### TASK REQUIREMENTS
Shift the answer coordinates by adding -70 to each number as you write out every line from the line with "Mark a point on each instance of the heron's neck" to the line with "[(68, 15), (59, 85)]", both included. Keep every other line in that span of entries unchanged.

※ ※ ※

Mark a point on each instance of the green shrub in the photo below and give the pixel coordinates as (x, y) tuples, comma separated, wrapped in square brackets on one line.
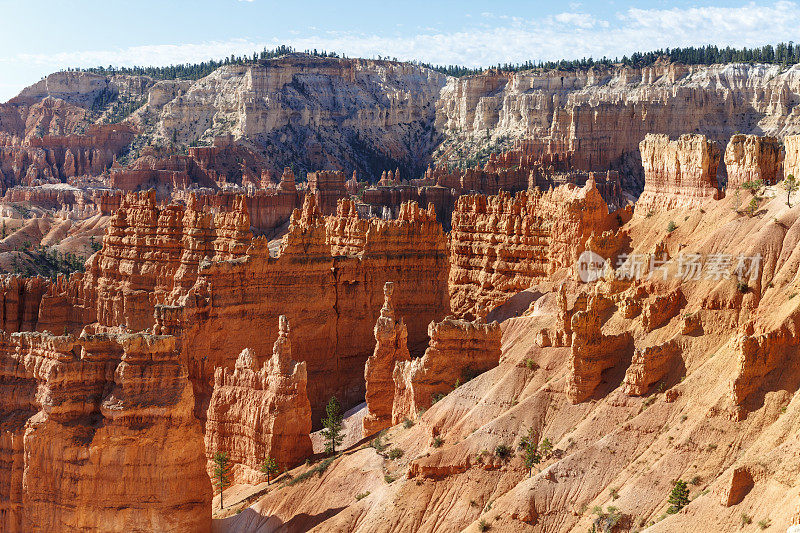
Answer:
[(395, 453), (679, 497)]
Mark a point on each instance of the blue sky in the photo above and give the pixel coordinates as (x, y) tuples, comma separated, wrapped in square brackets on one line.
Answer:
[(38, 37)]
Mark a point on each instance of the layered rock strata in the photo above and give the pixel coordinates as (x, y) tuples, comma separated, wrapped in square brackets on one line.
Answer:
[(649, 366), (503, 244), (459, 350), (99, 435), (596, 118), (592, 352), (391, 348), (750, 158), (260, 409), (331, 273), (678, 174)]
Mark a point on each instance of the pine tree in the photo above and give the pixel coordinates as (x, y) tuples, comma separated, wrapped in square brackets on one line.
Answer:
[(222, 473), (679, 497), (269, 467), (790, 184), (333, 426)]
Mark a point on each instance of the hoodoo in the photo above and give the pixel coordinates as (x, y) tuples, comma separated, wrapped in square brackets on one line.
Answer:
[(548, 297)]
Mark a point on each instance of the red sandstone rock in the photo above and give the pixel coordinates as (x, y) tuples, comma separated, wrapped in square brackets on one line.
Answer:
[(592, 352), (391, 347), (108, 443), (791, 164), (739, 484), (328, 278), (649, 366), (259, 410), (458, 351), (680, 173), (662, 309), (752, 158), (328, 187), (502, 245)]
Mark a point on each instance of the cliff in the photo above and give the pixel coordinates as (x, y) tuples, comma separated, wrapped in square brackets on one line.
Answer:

※ ※ ※

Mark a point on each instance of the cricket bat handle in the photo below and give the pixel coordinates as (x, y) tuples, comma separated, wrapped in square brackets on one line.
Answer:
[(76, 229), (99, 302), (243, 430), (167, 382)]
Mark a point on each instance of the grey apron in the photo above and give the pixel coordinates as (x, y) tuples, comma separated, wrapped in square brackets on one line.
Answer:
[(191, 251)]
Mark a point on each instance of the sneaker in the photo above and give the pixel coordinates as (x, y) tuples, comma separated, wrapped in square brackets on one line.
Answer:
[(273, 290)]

※ ※ ※

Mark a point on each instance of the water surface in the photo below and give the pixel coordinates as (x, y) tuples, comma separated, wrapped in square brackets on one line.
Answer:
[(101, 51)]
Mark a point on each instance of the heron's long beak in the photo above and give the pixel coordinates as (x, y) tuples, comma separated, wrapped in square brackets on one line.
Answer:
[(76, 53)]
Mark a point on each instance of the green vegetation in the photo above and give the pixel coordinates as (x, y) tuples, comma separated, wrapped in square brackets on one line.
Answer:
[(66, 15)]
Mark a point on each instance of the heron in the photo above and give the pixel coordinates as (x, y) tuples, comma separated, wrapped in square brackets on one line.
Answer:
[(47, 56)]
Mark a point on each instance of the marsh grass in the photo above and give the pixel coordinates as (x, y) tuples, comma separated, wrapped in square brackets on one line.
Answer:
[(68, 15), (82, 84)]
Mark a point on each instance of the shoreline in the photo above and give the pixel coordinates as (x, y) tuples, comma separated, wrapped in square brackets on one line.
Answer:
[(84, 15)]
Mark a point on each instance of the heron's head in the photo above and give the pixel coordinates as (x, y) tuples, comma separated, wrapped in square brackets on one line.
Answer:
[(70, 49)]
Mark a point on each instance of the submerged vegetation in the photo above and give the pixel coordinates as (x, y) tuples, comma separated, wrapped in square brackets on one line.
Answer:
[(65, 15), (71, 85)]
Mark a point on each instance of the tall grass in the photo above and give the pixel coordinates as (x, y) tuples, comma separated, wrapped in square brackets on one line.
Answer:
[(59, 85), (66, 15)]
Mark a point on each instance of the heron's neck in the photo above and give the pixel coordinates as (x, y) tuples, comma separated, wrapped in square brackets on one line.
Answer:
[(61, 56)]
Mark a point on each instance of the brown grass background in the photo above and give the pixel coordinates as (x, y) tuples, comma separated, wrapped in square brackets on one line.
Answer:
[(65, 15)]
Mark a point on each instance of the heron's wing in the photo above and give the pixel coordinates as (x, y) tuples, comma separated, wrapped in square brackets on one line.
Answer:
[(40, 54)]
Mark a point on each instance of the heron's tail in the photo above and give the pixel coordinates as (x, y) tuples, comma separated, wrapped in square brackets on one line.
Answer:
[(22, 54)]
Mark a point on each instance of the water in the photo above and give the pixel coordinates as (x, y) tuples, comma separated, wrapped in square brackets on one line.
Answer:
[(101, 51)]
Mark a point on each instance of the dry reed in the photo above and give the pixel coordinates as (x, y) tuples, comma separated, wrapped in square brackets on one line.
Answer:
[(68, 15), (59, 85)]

※ ※ ※

### SOLUTION
Mark a point on each instance of the heron's neck in the photo above and give the pixel coordinates as (x, y) tuples, comma separated, wrapped in square brackets on one line.
Answer:
[(-9, -14)]
Mark a point on each instance of the brown grass background in the photo above and give the pixel coordinates as (x, y) tuples, comma separated, wrapped in square brackets on one line.
Answer:
[(-5, -55)]
Mark a point on each instance of the heron's wing in the photo above and give the pixel coordinates as (x, y) tuples, comma separated, wrapped in square brackets on one line.
Answer:
[(-30, -16)]
Mark a point on each instance of the heron's tail in the photo above and give the pixel coordinates as (x, y) tuples, comma separated, wrapped in square brackets on one line.
Answer:
[(-48, -16)]
Mark a point on each instance of the water in the photo above and give the pixel coordinates as (x, y) tuples, comma separated, wrapped in square brackets on one line.
Answer:
[(31, -19)]
Mark a point on each instance of the dry reed in the photo above and give the pixel coordinates as (x, y) tuples, comma separated, wrapped in square brackets on one line.
Answer:
[(-2, -55), (-11, 15)]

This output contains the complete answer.